*Written instruction*
Collect every line in the records below that contains the string "stainless". Matching is case-sensitive.

*Dataset entries*
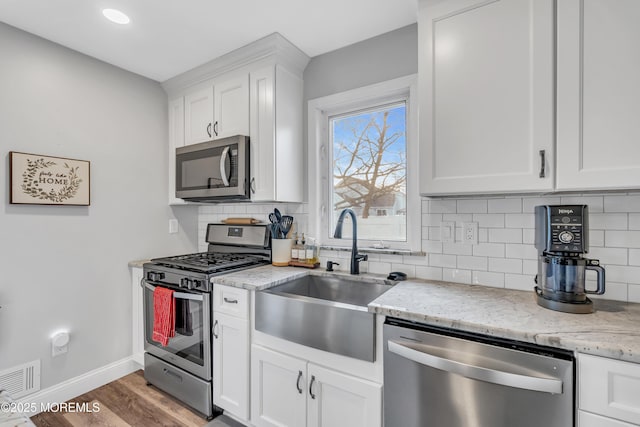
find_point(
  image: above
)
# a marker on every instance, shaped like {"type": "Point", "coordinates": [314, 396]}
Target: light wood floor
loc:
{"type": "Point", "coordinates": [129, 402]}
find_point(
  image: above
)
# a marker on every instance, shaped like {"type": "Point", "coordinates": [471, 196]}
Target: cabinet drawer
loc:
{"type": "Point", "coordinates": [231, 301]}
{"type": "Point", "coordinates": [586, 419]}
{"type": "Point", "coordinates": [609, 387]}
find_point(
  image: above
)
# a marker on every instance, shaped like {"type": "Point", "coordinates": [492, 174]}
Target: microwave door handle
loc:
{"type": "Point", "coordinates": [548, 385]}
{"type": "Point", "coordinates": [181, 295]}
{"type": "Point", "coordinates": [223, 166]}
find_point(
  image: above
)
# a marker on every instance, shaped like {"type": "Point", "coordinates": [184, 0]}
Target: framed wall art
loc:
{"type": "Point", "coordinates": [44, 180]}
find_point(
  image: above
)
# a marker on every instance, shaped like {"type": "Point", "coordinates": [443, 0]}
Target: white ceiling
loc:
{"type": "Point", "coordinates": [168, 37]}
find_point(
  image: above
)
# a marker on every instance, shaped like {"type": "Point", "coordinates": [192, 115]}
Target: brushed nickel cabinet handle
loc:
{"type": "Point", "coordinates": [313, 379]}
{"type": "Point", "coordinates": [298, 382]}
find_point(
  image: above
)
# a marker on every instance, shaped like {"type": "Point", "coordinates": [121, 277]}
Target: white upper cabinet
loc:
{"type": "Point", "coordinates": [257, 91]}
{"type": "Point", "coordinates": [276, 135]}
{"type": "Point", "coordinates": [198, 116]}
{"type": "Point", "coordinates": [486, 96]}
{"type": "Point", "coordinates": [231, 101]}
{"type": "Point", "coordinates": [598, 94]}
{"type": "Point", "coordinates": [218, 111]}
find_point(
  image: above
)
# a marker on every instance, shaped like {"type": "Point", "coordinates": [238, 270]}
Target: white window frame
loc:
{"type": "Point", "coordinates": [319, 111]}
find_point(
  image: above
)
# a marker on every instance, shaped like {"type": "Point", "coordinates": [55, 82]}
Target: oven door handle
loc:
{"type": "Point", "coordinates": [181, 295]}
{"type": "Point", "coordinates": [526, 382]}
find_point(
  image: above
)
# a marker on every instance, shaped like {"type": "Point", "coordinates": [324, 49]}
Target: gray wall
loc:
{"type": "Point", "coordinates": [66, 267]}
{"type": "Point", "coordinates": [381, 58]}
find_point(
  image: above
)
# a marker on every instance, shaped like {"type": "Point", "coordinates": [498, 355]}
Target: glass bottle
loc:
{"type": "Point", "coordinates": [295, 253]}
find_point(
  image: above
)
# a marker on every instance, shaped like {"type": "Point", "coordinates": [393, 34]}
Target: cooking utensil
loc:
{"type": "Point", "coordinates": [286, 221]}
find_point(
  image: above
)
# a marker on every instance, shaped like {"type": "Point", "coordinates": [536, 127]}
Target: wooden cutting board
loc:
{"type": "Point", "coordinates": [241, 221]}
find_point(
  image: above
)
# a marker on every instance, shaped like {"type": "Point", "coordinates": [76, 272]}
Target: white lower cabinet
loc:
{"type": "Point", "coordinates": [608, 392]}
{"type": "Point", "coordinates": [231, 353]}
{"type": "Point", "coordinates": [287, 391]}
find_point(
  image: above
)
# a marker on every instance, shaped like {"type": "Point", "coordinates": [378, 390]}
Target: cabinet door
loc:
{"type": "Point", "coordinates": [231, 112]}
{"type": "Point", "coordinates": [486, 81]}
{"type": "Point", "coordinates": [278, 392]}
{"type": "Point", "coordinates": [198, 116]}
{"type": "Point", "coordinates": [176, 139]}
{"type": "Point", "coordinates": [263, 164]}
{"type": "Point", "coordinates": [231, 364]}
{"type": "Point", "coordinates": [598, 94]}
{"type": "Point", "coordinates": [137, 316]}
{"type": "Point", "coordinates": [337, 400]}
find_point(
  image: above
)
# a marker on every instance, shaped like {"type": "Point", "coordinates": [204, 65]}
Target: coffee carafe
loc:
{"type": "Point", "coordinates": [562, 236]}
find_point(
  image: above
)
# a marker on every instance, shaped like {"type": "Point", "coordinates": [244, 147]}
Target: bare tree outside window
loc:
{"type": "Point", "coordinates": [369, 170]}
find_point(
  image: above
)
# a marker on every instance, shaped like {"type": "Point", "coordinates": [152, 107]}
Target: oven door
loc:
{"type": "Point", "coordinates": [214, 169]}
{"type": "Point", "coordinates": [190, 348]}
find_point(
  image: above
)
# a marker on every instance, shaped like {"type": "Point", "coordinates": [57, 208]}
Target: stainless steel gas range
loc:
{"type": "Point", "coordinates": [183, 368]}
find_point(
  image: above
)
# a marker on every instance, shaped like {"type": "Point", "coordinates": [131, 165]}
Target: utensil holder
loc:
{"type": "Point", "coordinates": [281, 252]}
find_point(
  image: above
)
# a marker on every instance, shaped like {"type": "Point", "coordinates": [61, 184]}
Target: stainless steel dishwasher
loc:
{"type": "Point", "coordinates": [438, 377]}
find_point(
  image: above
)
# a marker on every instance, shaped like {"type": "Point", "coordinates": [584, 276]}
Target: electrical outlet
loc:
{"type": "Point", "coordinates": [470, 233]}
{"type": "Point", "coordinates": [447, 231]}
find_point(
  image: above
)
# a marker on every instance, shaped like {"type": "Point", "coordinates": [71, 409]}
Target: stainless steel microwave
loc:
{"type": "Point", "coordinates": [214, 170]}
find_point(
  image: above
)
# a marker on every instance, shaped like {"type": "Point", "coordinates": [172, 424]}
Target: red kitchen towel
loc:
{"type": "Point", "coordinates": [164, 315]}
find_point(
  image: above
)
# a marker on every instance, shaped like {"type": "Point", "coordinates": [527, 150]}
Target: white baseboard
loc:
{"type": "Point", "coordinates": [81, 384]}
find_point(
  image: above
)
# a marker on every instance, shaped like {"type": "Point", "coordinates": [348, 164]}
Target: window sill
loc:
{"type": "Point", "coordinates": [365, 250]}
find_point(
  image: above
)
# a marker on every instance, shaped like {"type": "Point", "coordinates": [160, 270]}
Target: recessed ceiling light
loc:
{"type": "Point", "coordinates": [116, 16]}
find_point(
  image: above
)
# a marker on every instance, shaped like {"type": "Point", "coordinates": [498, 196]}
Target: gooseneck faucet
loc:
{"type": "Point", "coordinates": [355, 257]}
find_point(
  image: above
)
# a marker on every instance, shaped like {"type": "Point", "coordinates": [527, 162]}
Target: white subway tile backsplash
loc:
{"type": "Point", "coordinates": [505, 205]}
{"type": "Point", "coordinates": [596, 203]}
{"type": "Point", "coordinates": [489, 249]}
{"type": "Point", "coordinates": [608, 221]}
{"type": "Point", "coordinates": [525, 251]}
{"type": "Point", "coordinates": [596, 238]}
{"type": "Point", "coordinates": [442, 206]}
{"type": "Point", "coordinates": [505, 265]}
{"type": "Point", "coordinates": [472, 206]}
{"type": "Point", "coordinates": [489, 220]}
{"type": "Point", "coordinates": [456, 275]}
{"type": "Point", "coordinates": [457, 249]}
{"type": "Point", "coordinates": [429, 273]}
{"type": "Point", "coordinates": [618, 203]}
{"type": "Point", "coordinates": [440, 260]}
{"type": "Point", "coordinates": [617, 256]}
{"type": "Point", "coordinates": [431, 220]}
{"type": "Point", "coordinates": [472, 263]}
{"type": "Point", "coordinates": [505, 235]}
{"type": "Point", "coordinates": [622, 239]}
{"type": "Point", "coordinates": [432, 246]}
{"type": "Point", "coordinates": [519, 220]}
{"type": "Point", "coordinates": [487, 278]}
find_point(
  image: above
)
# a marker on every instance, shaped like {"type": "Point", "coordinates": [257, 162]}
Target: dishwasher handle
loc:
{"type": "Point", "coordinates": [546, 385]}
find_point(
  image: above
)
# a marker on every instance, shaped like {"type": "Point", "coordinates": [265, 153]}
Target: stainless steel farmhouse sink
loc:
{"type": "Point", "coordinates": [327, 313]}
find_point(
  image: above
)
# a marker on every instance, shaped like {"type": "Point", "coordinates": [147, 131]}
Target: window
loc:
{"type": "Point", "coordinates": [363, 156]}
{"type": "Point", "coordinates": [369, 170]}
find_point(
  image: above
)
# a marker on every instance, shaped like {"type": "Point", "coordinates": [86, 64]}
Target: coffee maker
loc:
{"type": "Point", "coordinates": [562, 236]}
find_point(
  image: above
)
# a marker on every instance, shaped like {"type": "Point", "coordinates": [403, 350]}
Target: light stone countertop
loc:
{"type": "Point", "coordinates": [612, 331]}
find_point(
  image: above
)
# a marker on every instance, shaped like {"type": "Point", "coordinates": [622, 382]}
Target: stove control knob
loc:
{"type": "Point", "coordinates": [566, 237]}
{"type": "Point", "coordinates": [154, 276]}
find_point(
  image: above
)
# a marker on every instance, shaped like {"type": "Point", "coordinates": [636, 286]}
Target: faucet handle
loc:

*The answer*
Target: stainless steel gas range
Target: stainless steel dishwasher
Target: stainless steel microwave
Target: stainless steel farmhouse sink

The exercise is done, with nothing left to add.